● **WHAT TO DO**: Restate the listing exactly.

● **SUPPLIED DATA**:

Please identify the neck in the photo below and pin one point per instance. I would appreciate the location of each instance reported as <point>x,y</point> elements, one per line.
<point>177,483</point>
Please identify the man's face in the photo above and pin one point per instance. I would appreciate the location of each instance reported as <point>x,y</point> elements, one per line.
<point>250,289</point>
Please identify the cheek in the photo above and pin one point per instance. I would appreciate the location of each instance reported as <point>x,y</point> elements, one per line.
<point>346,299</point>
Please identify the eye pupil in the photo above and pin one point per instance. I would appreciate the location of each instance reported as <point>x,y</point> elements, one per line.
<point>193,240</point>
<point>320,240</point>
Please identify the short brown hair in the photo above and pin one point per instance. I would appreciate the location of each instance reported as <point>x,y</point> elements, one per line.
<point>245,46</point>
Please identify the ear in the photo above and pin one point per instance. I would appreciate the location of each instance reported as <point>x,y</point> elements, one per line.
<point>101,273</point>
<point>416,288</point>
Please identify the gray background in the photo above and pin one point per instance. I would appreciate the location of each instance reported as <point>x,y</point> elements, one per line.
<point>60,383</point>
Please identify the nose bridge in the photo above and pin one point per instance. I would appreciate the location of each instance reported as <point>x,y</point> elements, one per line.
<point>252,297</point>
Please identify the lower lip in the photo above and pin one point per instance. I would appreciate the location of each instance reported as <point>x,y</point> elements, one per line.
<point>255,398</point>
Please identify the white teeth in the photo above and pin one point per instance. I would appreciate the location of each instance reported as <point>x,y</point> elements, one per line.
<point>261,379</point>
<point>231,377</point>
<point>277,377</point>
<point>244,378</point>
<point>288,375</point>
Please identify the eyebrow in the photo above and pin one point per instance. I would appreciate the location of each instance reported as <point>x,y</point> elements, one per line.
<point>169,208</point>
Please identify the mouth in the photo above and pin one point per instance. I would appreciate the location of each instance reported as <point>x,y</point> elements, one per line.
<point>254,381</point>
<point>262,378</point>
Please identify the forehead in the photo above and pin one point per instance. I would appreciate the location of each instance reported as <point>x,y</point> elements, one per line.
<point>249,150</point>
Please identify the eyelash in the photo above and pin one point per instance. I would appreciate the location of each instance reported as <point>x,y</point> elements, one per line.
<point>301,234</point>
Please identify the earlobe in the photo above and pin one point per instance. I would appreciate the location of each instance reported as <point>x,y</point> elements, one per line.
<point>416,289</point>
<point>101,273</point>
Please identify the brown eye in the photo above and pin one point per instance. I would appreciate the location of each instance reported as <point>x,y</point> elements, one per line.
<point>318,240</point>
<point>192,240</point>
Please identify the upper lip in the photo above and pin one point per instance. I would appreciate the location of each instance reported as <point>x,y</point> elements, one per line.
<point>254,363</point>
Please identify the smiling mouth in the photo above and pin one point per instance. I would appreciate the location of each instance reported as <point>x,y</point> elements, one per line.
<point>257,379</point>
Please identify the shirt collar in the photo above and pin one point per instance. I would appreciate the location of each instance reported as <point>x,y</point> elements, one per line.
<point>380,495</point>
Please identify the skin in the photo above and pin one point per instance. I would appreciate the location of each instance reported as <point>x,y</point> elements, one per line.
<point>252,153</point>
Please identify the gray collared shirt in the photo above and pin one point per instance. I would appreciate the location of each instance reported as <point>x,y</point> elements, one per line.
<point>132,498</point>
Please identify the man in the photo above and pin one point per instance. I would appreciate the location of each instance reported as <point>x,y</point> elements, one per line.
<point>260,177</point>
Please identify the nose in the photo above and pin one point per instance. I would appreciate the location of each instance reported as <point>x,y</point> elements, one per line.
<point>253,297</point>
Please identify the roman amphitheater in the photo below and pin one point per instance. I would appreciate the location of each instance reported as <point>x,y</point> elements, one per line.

● **ANSWER FOR THIS EXERCISE**:
Please identify the neck in the photo below and pin one point per instance. I would appreciate the location of each instance reported as <point>x,y</point> elements, one per line.
<point>177,483</point>
Please identify the man's face in the photo above and pin one point per instance. I would appreciate the location of each instance reported as <point>x,y</point> elements, one per line.
<point>250,289</point>
Please identify the cheek in the photo above and pin one point per instance. I would appreciate the location of each instance reported as <point>x,y</point> elements, one per line.
<point>346,299</point>
Please identify the eye pupil in the photo above and pin one point per instance. I would appreciate the location of each instance reported as <point>x,y</point> elements, one per line.
<point>193,240</point>
<point>320,240</point>
Please identify the short brown hair in the photo above and pin one point per instance. I would appreciate the location of each instance reported as <point>x,y</point> elements, one per line.
<point>245,46</point>
Please identify the ear in the photo above and pin one point per instance. I would appreciate the location of each instance reported as <point>x,y</point> elements, one per line.
<point>101,273</point>
<point>416,288</point>
Please identify the gray background in the photo above and pin one point per instance. I would appreciate the location of each instance reported as <point>x,y</point> elements, one per line.
<point>60,383</point>
Please identify the nose bridge in the photo above and pin one point per instance. I would appreciate the location of each instance reported as <point>x,y</point> elements, one per line.
<point>252,297</point>
Please identify the lower lip in the photo above and pin one point per instance. I would appreciate the location of each instance reported as <point>x,y</point> elements, one per line.
<point>255,398</point>
Please identify the white teeth in the photo above and pin one point per instance. I would appreciate the location of each instance reported as <point>x,y</point> elements, one per line.
<point>261,379</point>
<point>231,377</point>
<point>277,377</point>
<point>244,378</point>
<point>288,375</point>
Please identify the eyebrow in the photo above and pin one point per instance. I would appreciate the location of each instance reported as <point>x,y</point> elements, one per line.
<point>169,208</point>
Please identify the mouth in the photo above and pin one point per instance. I would appreciate the location of each instance reported as <point>x,y</point> elements, one per line.
<point>254,381</point>
<point>262,378</point>
Please identify the forehead in the photo above and pin one point per instance. I would appreciate the location of each instance reported as <point>x,y</point> elements, one per line.
<point>249,150</point>
Please identify the eyelash in the photo above and pin one point per instance. I would appreciate the location of each instance reported as <point>x,y</point> elements, one per line.
<point>301,234</point>
Please identify the earlobe in the photo above and pin one point per instance. I would appreciate the location of each instance reported as <point>x,y</point> elements, one per line.
<point>416,289</point>
<point>101,273</point>
Please identify the brown eye in the photo above and pin one point per instance. I would appreciate the location of each instance reported as <point>x,y</point> elements, one per line.
<point>318,240</point>
<point>192,240</point>
Please identify the upper lip in the photo above and pin one point per instance. I would appreciate the location of each instance reported as <point>x,y</point> elements, one per line.
<point>254,363</point>
Please identify the smiling mouth in the photo above and pin one point per instance. I would appreciate the location of each instance reported as <point>x,y</point> elements, one per line.
<point>257,379</point>
Please identify the shirt collar in the photo above and pin one point per instance. I would appreciate the location of each instance reported as <point>x,y</point> elements, one per line.
<point>380,495</point>
Please identify the skin in the photo above and pin one point per instance. I would appreciate the location of each instance reported as <point>x,y</point> elements, one per line.
<point>252,153</point>
Please identify the gray collared shirt in the photo above and pin one point per instance. I would appreciate the location of each instance reported as <point>x,y</point> elements, one per line.
<point>132,498</point>
Please identify the man in the photo above and pin one point per instance. I would appreciate the location of each instance reported as <point>x,y</point> elements, one per line.
<point>260,177</point>
Please identify the nose in the photo above and pin one point per instance. I would appreciate the location of each instance reported as <point>x,y</point> elements, one per line.
<point>253,297</point>
Please identify the roman amphitheater in the photo below and pin one point per instance. I would appreciate the location of each instance reported as <point>x,y</point> elements, one per line.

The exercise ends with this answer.